Give every line of the data below as a Markdown table with two columns, Row and Line. Put each line's number in Row and its text in Line, and leave out blank lines.

___ EXCERPTED DATA ___

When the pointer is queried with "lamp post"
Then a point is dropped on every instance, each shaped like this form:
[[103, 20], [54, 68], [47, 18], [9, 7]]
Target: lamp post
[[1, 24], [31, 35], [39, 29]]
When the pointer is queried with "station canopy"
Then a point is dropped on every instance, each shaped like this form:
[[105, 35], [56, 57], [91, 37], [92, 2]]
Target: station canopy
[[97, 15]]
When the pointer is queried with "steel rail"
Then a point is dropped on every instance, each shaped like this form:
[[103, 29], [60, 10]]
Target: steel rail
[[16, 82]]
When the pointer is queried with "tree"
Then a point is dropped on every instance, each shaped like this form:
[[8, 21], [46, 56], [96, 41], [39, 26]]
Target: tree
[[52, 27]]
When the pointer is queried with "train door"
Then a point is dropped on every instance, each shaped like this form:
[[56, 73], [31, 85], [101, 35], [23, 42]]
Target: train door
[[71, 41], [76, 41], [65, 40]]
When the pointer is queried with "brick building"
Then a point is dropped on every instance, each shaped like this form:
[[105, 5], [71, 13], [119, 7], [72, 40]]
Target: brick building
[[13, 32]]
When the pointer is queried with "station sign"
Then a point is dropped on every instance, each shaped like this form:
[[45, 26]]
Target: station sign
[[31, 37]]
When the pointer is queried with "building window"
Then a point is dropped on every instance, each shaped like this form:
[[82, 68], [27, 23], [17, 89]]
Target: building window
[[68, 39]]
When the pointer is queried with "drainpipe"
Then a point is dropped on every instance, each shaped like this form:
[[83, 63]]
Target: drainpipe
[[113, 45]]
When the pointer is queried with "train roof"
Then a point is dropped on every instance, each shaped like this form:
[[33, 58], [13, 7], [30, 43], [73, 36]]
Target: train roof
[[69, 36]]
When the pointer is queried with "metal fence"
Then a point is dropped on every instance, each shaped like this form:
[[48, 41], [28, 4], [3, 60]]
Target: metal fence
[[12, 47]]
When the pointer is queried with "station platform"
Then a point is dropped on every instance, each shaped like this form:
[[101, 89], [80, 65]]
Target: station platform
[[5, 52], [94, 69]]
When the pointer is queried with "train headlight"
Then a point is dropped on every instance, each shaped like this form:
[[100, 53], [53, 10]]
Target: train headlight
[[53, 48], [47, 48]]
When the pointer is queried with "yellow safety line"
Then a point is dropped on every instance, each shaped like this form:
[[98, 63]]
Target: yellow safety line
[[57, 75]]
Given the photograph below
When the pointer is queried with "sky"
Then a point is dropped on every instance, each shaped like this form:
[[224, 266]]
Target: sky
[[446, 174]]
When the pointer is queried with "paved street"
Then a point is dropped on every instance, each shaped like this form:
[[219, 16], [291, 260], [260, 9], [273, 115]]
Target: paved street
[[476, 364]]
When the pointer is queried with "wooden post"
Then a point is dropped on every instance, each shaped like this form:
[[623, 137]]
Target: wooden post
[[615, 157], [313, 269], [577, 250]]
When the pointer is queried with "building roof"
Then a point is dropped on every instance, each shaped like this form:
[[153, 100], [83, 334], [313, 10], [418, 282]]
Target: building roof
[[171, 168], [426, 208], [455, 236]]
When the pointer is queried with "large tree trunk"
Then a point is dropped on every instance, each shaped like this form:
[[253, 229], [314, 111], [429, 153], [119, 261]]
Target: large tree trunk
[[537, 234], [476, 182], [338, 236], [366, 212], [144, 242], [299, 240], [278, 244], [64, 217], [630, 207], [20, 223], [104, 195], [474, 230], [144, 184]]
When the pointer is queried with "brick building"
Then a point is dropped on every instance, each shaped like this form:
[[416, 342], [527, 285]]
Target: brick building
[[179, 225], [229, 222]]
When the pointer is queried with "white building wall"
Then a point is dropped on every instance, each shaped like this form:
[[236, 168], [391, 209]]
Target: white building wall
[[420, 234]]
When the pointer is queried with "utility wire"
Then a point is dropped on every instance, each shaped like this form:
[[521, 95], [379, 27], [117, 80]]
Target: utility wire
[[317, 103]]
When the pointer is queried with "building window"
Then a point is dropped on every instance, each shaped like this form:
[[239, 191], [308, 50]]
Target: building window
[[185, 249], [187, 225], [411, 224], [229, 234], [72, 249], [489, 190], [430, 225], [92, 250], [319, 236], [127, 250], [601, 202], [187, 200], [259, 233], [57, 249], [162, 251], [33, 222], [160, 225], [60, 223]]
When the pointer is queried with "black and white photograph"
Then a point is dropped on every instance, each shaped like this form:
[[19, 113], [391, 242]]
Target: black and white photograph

___

* SOLVED PROBLEM *
| Row | Line |
|---|---|
| 1 | When the pointer is queried with "lamp post" |
| 2 | Then a point is dropped on every instance, each shaped like this form: |
| 3 | [[103, 20], [54, 68], [47, 18], [9, 7]] |
| 4 | Target: lamp post |
| 5 | [[1, 24], [31, 35], [39, 29]] |
| 6 | When the pointer is queried with "station canopy" |
| 7 | Then a point is dropped on every instance, each shaped like this form: |
| 8 | [[105, 35], [56, 57], [91, 37], [92, 2]] |
| 9 | Target: station canopy |
| 10 | [[97, 15]] |
| 11 | When the pointer is queried with "steel rail" |
| 12 | Then a point is dropped on every instance, each shaped like this form: |
| 13 | [[103, 29], [60, 10]] |
| 14 | Target: steel rail |
| 15 | [[16, 82]] |
| 16 | When the pointer is queried with "tree" |
| 17 | Then a point is dropped on every instance, each shaped like this form: |
| 18 | [[8, 21], [46, 56], [96, 41], [39, 26]] |
| 19 | Target: tree |
| 20 | [[52, 27]] |
| 21 | When the pointer is queried with "train door" |
| 22 | Then a point is dropped on every instance, each shaped like this form: |
| 23 | [[56, 73], [31, 85], [101, 35], [23, 42]] |
| 24 | Target: train door |
| 25 | [[71, 41], [76, 41], [65, 40]] |
| 26 | When the pointer is queried with "brick building" |
| 27 | Then a point is dropped on every instance, each shaped like this form: |
| 28 | [[105, 5], [71, 13], [119, 7], [72, 40]] |
| 29 | Target: brick building |
| 30 | [[13, 32]] |
| 31 | When the pointer is queried with "station sign" |
| 32 | Then a point is dropped on every instance, each shaped like this form: |
| 33 | [[45, 26]] |
| 34 | Target: station sign |
| 35 | [[31, 37]] |
| 36 | When the pointer is queried with "building window" |
| 37 | Then a point is dropped on every instance, each shaped like this form: |
| 38 | [[82, 68], [27, 23], [17, 89]] |
| 39 | Target: building window |
| 40 | [[68, 39]] |
| 41 | When the pointer is queried with "drainpipe" |
| 42 | Then a point is dropped on every instance, each shaped like this form: |
| 43 | [[83, 63]] |
| 44 | Target: drainpipe |
| 45 | [[113, 45]] |
| 46 | When the pointer is queried with "train roof" |
| 47 | Then a point is dropped on every instance, each shaped like this form: |
| 48 | [[33, 58], [13, 7], [30, 43], [73, 36]] |
| 49 | Target: train roof |
| 50 | [[69, 36]] |
| 51 | When the pointer is queried with "metal fence" |
| 52 | Then a point is dropped on every instance, each shaped like this form: |
| 53 | [[48, 41], [28, 4], [3, 60]] |
| 54 | Target: metal fence |
| 55 | [[12, 47]] |
| 56 | When the pointer is queried with "station platform" |
| 57 | Then a point is dropped on every instance, each shaped like this form: |
| 58 | [[101, 89], [80, 65]] |
| 59 | Target: station platform |
| 60 | [[5, 52], [94, 69]] |
| 61 | When the pointer is queried with "train headlight" |
| 62 | Then a point is dropped on every instance, each shaped like this form: |
| 63 | [[100, 53], [53, 10]] |
| 64 | Target: train headlight |
| 65 | [[53, 48], [47, 48]] |
| 66 | When the pointer is queried with "yellow safety line" |
| 67 | Then a point is dropped on every instance, each shaped like this form: |
| 68 | [[98, 63]] |
| 69 | Target: yellow safety line |
| 70 | [[57, 75]] |
| 71 | Given the photograph below |
| 72 | When the pointer is queried with "sky" |
| 73 | Then a point is dropped on every instance, each shaped like this form: |
| 74 | [[224, 266]] |
| 75 | Target: sky |
| 76 | [[446, 174]] |
| 77 | When the pointer is queried with "paved street" |
| 78 | Then a point is dropped on every instance, each shaped like this form: |
| 79 | [[219, 16], [291, 260], [260, 9], [273, 115]] |
| 80 | Target: paved street |
| 81 | [[476, 364]] |
| 82 | When the pointer is queried with "wooden post" |
| 83 | Then a point is dropped on every instance, each shaped like this form: |
| 84 | [[623, 137]] |
| 85 | Target: wooden post |
| 86 | [[615, 157], [313, 269], [577, 250]] |
| 87 | When the pointer is queried with "building roof" |
| 88 | Then a point is dropped on every instance, each shaped like this form: |
| 89 | [[153, 100], [83, 334], [313, 10], [418, 282]] |
| 90 | Target: building roof |
| 91 | [[171, 168], [426, 208], [455, 236]] |
| 92 | When the pointer is queried with "large tree trunk" |
| 93 | Then a point is dropped on every instance, each shaped like this form: |
| 94 | [[253, 229], [314, 111], [429, 153], [119, 261]] |
| 95 | Target: large tree trunk |
| 96 | [[537, 234], [476, 182], [338, 236], [366, 212], [144, 242], [299, 240], [278, 244], [64, 217], [630, 207], [20, 223], [104, 195], [474, 230], [144, 184]] |
| 97 | When the pointer is queried with "brick building" |
| 98 | Then a point is dropped on every instance, each shaped like this form: |
| 99 | [[416, 342], [527, 285]] |
| 100 | Target: brick building |
| 101 | [[179, 225], [229, 222]] |
| 102 | When the pointer is queried with "white building wall" |
| 103 | Then a point is dropped on every instance, each shaped like this form: |
| 104 | [[236, 168], [391, 209]] |
| 105 | Target: white building wall |
| 106 | [[420, 234]] |
| 107 | When the pointer is queried with "utility wire" |
| 108 | Then a point is dropped on every instance, each shaped like this form: |
| 109 | [[521, 95], [379, 27], [117, 80]] |
| 110 | Target: utility wire |
| 111 | [[317, 103]] |
| 112 | When the pointer is queried with "building window" |
| 113 | Then a point is dropped on every instance, each shaped like this form: |
| 114 | [[239, 191], [308, 50]] |
| 115 | Target: building window |
| 116 | [[185, 249], [187, 225], [411, 224], [229, 234], [72, 249], [489, 190], [430, 225], [92, 250], [319, 236], [127, 250], [601, 202], [187, 200], [259, 233], [57, 249], [162, 251], [33, 222], [160, 225], [60, 223]] |
| 117 | When the pointer is queried with "black and white photograph" |
| 118 | Then a point is dropped on every instance, each shaped like this form: |
| 119 | [[19, 113], [391, 242]] |
| 120 | Target: black and white photograph |